╭──

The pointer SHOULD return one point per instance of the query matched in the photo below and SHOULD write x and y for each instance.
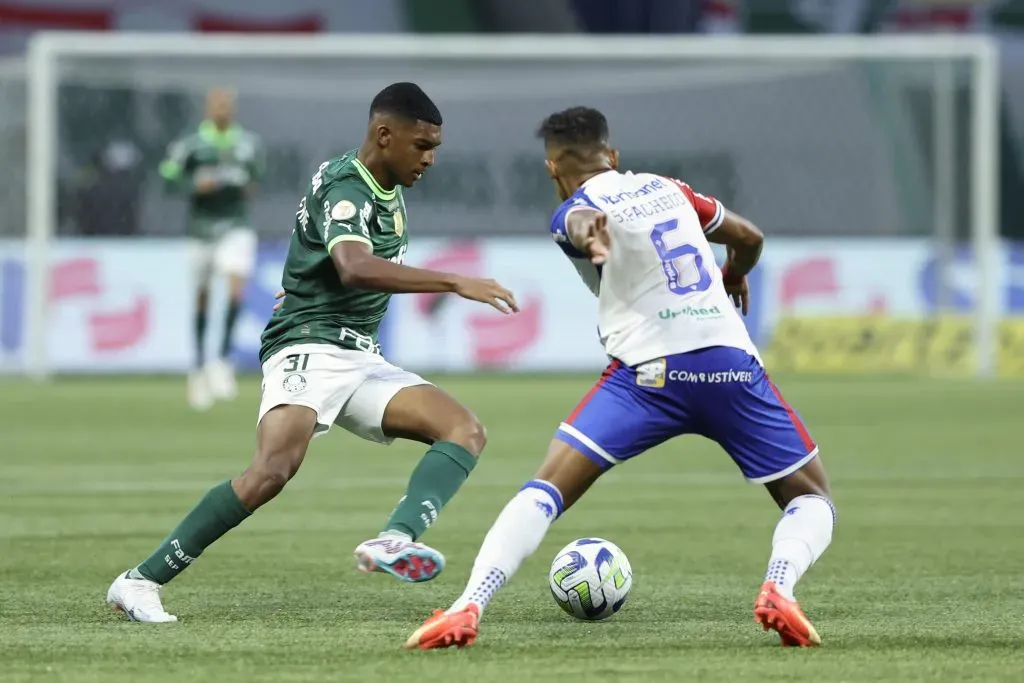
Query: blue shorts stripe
(591, 455)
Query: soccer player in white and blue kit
(682, 363)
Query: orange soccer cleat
(443, 630)
(773, 610)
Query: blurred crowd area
(112, 137)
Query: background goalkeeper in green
(322, 364)
(216, 166)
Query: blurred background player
(682, 363)
(217, 166)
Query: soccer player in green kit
(322, 361)
(217, 167)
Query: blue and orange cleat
(443, 630)
(773, 610)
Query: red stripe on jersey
(707, 207)
(612, 367)
(805, 436)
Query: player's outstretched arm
(588, 230)
(743, 241)
(358, 267)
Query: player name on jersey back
(660, 292)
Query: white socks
(801, 537)
(514, 537)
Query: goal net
(869, 162)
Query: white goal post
(48, 51)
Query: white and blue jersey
(682, 361)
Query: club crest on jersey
(294, 383)
(651, 374)
(343, 210)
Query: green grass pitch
(924, 582)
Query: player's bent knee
(266, 477)
(808, 480)
(468, 432)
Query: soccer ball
(591, 579)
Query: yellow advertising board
(872, 344)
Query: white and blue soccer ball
(591, 579)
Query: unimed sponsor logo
(689, 311)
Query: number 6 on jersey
(682, 263)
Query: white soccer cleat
(406, 560)
(220, 375)
(200, 397)
(138, 599)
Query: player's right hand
(488, 292)
(598, 241)
(738, 291)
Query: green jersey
(344, 204)
(232, 159)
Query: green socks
(439, 474)
(218, 512)
(435, 480)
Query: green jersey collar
(210, 134)
(369, 178)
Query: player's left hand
(737, 290)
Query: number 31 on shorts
(296, 361)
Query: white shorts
(232, 254)
(347, 388)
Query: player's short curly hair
(574, 127)
(406, 99)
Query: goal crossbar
(47, 47)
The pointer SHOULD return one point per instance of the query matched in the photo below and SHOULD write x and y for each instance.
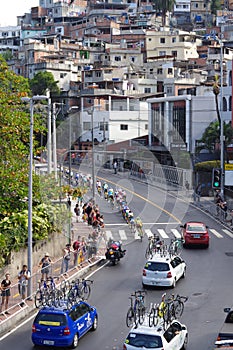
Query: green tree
(42, 82)
(210, 136)
(215, 5)
(163, 7)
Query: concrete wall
(53, 245)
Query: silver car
(163, 271)
(174, 337)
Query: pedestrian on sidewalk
(5, 292)
(76, 247)
(23, 277)
(77, 212)
(45, 265)
(115, 167)
(66, 258)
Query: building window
(162, 53)
(103, 126)
(224, 102)
(124, 127)
(117, 58)
(86, 125)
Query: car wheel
(185, 344)
(75, 342)
(95, 324)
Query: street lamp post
(31, 100)
(93, 155)
(221, 120)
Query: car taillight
(67, 331)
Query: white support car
(163, 271)
(174, 337)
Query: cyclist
(162, 306)
(110, 195)
(139, 224)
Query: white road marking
(148, 233)
(230, 234)
(122, 235)
(162, 233)
(215, 233)
(108, 235)
(176, 233)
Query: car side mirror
(227, 309)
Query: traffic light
(216, 178)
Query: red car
(195, 233)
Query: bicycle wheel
(130, 317)
(178, 308)
(38, 299)
(64, 287)
(141, 314)
(86, 291)
(153, 318)
(148, 252)
(58, 298)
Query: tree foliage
(42, 82)
(163, 7)
(211, 135)
(14, 170)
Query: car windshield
(52, 319)
(146, 341)
(193, 228)
(156, 266)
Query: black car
(226, 331)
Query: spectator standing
(115, 167)
(76, 247)
(45, 265)
(23, 277)
(66, 258)
(5, 292)
(77, 212)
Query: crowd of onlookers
(73, 254)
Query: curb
(12, 321)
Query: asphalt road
(208, 281)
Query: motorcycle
(114, 253)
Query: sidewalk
(18, 313)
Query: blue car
(62, 327)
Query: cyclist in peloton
(110, 195)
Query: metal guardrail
(95, 248)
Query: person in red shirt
(5, 292)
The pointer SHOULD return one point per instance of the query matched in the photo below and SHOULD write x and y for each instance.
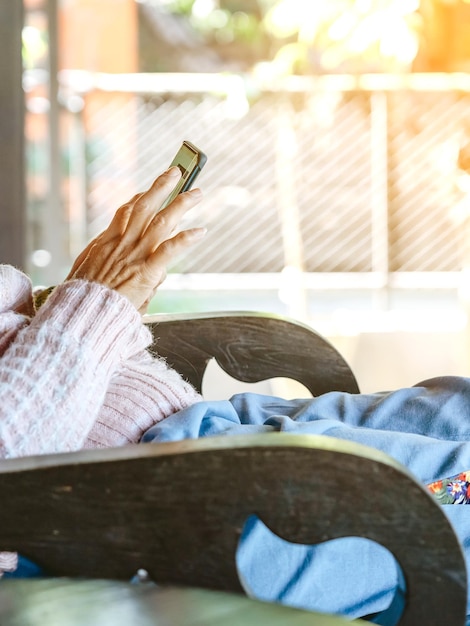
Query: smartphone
(190, 160)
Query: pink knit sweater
(77, 373)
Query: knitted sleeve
(141, 393)
(55, 372)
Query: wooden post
(12, 196)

╰──

*PROBLEM DESCRIPTION*
Switch "bicycle" to "bike" in the stretch from the line containing "Query: street lamp post" through the end of the items, and return only those lines with everything else unchanged. Leave the pictures out of the answer.

*RESPONSE BELOW*
Query: street lamp post
(31, 100)
(93, 155)
(221, 120)
Query: car taillight
(67, 331)
Query: white support car
(163, 271)
(174, 337)
Query: cyclist
(162, 306)
(110, 195)
(139, 224)
Query: white road marking
(148, 233)
(230, 234)
(122, 235)
(162, 233)
(215, 233)
(108, 235)
(176, 233)
Query: car side mirror
(227, 309)
Query: traffic light
(216, 178)
Query: red car
(195, 233)
Query: bike wheel
(130, 317)
(178, 308)
(38, 299)
(64, 287)
(141, 314)
(86, 291)
(153, 318)
(148, 252)
(58, 298)
Query: tree foliage
(42, 82)
(163, 7)
(211, 135)
(14, 170)
Query: car windshield
(52, 319)
(146, 341)
(193, 228)
(156, 266)
Query: black car
(226, 331)
Query: spectator standing
(115, 167)
(76, 247)
(45, 265)
(23, 277)
(66, 258)
(5, 292)
(77, 212)
Query: crowd of onlookers
(73, 254)
Query: curb
(12, 321)
Query: asphalt road
(208, 281)
Query: motorcycle
(114, 253)
Query: sidewalk
(18, 313)
Query: blue car
(62, 327)
Query: cyclist in peloton
(110, 195)
Query: metal guardrail
(95, 248)
Query: person in red shirt
(5, 292)
The pointer SHOULD return one point per instance of the query matched in the photo below and SHOULD write x and y for each instance.
Query: smartphone
(190, 160)
Query: pink knit sweater
(77, 373)
Query: knitted sleeve
(141, 393)
(55, 372)
Query: wooden post
(12, 196)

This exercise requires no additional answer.